» Image annotation data

################

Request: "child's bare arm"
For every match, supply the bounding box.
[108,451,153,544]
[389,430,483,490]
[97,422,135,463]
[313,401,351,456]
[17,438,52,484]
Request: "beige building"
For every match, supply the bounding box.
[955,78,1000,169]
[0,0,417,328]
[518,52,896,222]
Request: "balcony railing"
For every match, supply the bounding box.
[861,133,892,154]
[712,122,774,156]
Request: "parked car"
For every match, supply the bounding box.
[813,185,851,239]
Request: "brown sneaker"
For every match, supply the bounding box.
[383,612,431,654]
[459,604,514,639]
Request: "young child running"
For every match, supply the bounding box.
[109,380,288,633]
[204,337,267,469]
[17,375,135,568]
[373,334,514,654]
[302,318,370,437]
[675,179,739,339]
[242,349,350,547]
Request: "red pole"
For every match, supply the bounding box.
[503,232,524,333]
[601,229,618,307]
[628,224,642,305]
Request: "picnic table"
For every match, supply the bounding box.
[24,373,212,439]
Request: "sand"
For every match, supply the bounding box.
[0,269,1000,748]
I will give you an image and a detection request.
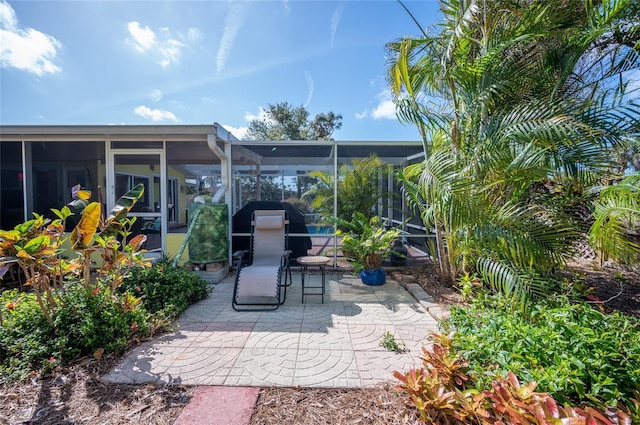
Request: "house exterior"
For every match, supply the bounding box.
[0,123,424,261]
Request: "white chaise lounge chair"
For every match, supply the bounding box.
[232,210,291,311]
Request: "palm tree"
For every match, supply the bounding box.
[388,0,640,305]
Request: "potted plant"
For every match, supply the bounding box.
[337,212,400,285]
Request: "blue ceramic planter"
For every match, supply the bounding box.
[360,268,387,286]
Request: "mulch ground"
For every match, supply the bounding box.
[0,262,640,425]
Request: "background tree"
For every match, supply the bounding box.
[388,0,640,305]
[303,156,387,222]
[243,102,342,214]
[246,102,342,140]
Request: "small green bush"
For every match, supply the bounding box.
[443,297,640,407]
[54,285,148,360]
[0,289,56,383]
[0,284,148,383]
[120,257,209,317]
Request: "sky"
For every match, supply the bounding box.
[0,0,440,141]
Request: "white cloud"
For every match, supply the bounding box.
[371,99,397,120]
[134,105,180,122]
[623,69,640,98]
[330,3,344,47]
[222,124,249,140]
[216,2,246,72]
[127,21,156,52]
[355,90,398,120]
[185,28,202,43]
[149,89,162,102]
[303,71,313,108]
[127,21,192,68]
[244,106,268,122]
[0,0,62,75]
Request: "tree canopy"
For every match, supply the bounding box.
[246,102,342,140]
[387,0,640,301]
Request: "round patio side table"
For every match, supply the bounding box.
[297,255,331,304]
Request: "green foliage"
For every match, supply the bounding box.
[394,334,631,425]
[302,156,386,222]
[445,296,640,406]
[0,284,148,383]
[0,184,159,381]
[0,290,55,383]
[335,212,400,273]
[380,331,407,353]
[54,285,149,361]
[247,102,342,140]
[387,0,640,307]
[120,257,209,318]
[0,184,147,324]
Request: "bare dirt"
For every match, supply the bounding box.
[0,262,640,425]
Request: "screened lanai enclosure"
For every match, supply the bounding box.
[0,124,430,266]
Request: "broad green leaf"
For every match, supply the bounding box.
[102,183,144,234]
[23,235,51,255]
[71,184,91,201]
[128,235,147,252]
[70,202,101,249]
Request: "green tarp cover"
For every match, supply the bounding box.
[189,203,229,264]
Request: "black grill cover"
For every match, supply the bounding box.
[232,201,311,260]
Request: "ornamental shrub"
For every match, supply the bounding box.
[120,256,209,318]
[0,283,148,383]
[443,296,640,407]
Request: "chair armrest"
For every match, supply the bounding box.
[231,250,249,268]
[231,250,249,258]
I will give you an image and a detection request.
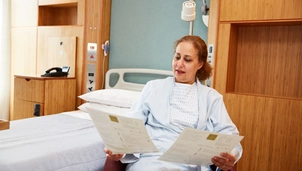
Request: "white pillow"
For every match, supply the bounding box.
[78,102,130,115]
[79,89,141,108]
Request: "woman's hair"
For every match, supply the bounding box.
[174,35,212,81]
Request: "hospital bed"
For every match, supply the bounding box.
[0,68,237,171]
[0,68,172,171]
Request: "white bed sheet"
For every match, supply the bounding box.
[0,105,128,171]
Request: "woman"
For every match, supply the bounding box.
[105,36,242,171]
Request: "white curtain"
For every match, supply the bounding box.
[0,0,11,120]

################

» Exercise
Render every one of the rows above as a Markdown table with two columns, Number and Line, giving each line its own number and skipping blank lines. Leave the pictures out of the table.

» Exercise response
| Number | Line |
|---|---|
| 1 | Request: "child's bare arm" |
| 2 | For every match, supply the bounding box. |
| 3 | [108,451,153,544] |
| 4 | [389,430,483,490] |
| 5 | [97,422,135,463] |
| 6 | [313,401,351,456] |
| 7 | [17,438,52,484] |
| 8 | Request: "beige building" |
| 9 | For every match, supply the bounding box. |
| 10 | [955,78,1000,169] |
| 11 | [0,0,417,328] |
| 12 | [518,52,896,222] |
| 13 | Request: "balcony railing" |
| 14 | For every match, supply the bounding box. |
| 15 | [861,133,892,154] |
| 16 | [712,122,774,156] |
| 17 | Request: "parked car" |
| 18 | For every match, supply the bounding box. |
| 19 | [813,185,851,239] |
| 20 | Request: "brown sneaker" |
| 21 | For every match, supply the bounding box. |
| 22 | [383,612,431,654] |
| 23 | [459,604,514,639] |
| 24 | Request: "young child running" |
| 25 | For every match, supply the bounding box. |
| 26 | [109,380,288,633] |
| 27 | [204,337,267,469] |
| 28 | [17,375,135,568] |
| 29 | [373,334,514,654] |
| 30 | [302,318,370,437] |
| 31 | [675,179,739,339] |
| 32 | [242,349,350,547] |
| 33 | Request: "red pole" |
| 34 | For every match, supply the bounding box. |
| 35 | [503,232,524,333] |
| 36 | [601,229,618,307] |
| 37 | [628,224,642,305] |
| 38 | Request: "picnic table" |
| 39 | For every match, supply the bounding box. |
| 40 | [24,373,212,439] |
| 41 | Request: "sand" |
| 42 | For every match, supply the bounding box. |
| 43 | [0,269,1000,748] |
| 44 | I will give you an image and a detection request. |
| 45 | Request: "house exterior" |
| 46 | For every match, supply the bounding box. |
| 47 | [0,123,424,261] |
| 48 | Request: "white chaise lounge chair" |
| 49 | For every match, supply the bounding box. |
| 50 | [232,210,291,311] |
| 51 | Request: "palm tree" |
| 52 | For every match, supply the bounding box. |
| 53 | [388,0,640,305] |
| 54 | Request: "potted plant" |
| 55 | For every match, supply the bounding box. |
| 56 | [337,212,400,285] |
| 57 | Request: "blue ceramic planter" |
| 58 | For every match, supply the bounding box. |
| 59 | [360,268,387,286] |
| 60 | Request: "mulch ground" |
| 61 | For every match, supply the bounding box. |
| 62 | [0,262,640,425] |
| 63 | Request: "background tree" |
| 64 | For every match, supply the bounding box. |
| 65 | [388,0,640,305] |
| 66 | [303,156,387,222] |
| 67 | [243,102,342,214] |
| 68 | [246,102,342,140] |
| 69 | Request: "small green bush" |
| 70 | For every match, supply the bounding box. |
| 71 | [443,297,640,407] |
| 72 | [54,285,148,360] |
| 73 | [0,289,56,383] |
| 74 | [0,284,148,383] |
| 75 | [120,257,209,317] |
| 76 | Request: "sky" |
| 77 | For every match, supply the bounding box. |
| 78 | [0,0,440,141] |
| 79 | Request: "white cloud" |
| 80 | For every match, supply the bounding box. |
| 81 | [371,99,397,120] |
| 82 | [134,105,180,122] |
| 83 | [623,69,640,98] |
| 84 | [330,3,344,47] |
| 85 | [222,124,249,140] |
| 86 | [216,2,246,72] |
| 87 | [127,21,156,52] |
| 88 | [355,90,398,120] |
| 89 | [185,28,202,43] |
| 90 | [149,89,162,102] |
| 91 | [303,71,313,108] |
| 92 | [127,21,192,68] |
| 93 | [244,106,268,122] |
| 94 | [0,0,62,75] |
| 95 | Request: "tree canopy" |
| 96 | For every match, supply the bounding box. |
| 97 | [246,102,342,140] |
| 98 | [387,0,640,301] |
| 99 | Request: "round patio side table" |
| 100 | For every match, supply the bounding box. |
| 101 | [297,255,331,304] |
| 102 | Request: "green foliage" |
| 103 | For every match, supply the bounding box. |
| 104 | [394,334,631,425] |
| 105 | [302,156,386,222] |
| 106 | [445,296,640,406] |
| 107 | [0,284,148,383] |
| 108 | [0,184,159,381] |
| 109 | [0,290,55,383] |
| 110 | [335,212,400,273] |
| 111 | [380,331,407,353] |
| 112 | [54,285,149,361] |
| 113 | [247,102,342,140] |
| 114 | [387,0,640,307] |
| 115 | [120,257,209,318] |
| 116 | [0,184,147,324] |
| 117 | Request: "bare dirt" |
| 118 | For every match, supply the bounding box. |
| 119 | [0,262,640,425] |
| 120 | Request: "screened lanai enclosure" |
| 121 | For every match, supply the bounding box. |
| 122 | [0,124,430,266] |
| 123 | Request: "broad green leaf" |
| 124 | For every match, supply the bounding box. |
| 125 | [102,183,144,234] |
| 126 | [23,235,51,255] |
| 127 | [71,184,91,201] |
| 128 | [128,235,147,252] |
| 129 | [70,202,101,249] |
| 130 | Request: "green tarp cover" |
| 131 | For every match, supply the bounding box. |
| 132 | [189,203,229,264] |
| 133 | Request: "black grill cover" |
| 134 | For every match, supply the bounding box. |
| 135 | [232,201,311,260] |
| 136 | Request: "ornamental shrub" |
| 137 | For every match, supply the bounding box. |
| 138 | [120,256,209,318] |
| 139 | [0,283,148,383] |
| 140 | [443,296,640,407] |
| 141 | Request: "chair armrest" |
| 142 | For every match, supply the bounding box. |
| 143 | [231,250,249,268] |
| 144 | [231,250,249,258] |
| 145 | I will give you an image and a detection request. |
| 146 | Request: "white pillow" |
| 147 | For every match, supply the bounding box. |
| 148 | [78,102,130,115] |
| 149 | [79,89,141,108] |
| 150 | Request: "woman's hair" |
| 151 | For every match, supply the bounding box. |
| 152 | [174,35,212,81] |
| 153 | Request: "hospital bed" |
| 154 | For every match, supply the bounding box. |
| 155 | [0,68,237,171] |
| 156 | [0,68,172,171] |
| 157 | Request: "white bed sheet" |
| 158 | For every match, supply the bounding box. |
| 159 | [0,105,128,171] |
| 160 | Request: "woman" |
| 161 | For every match, supply the bounding box. |
| 162 | [105,36,242,171] |
| 163 | Request: "white curtain" |
| 164 | For every match, supply the bounding box. |
| 165 | [0,0,11,120] |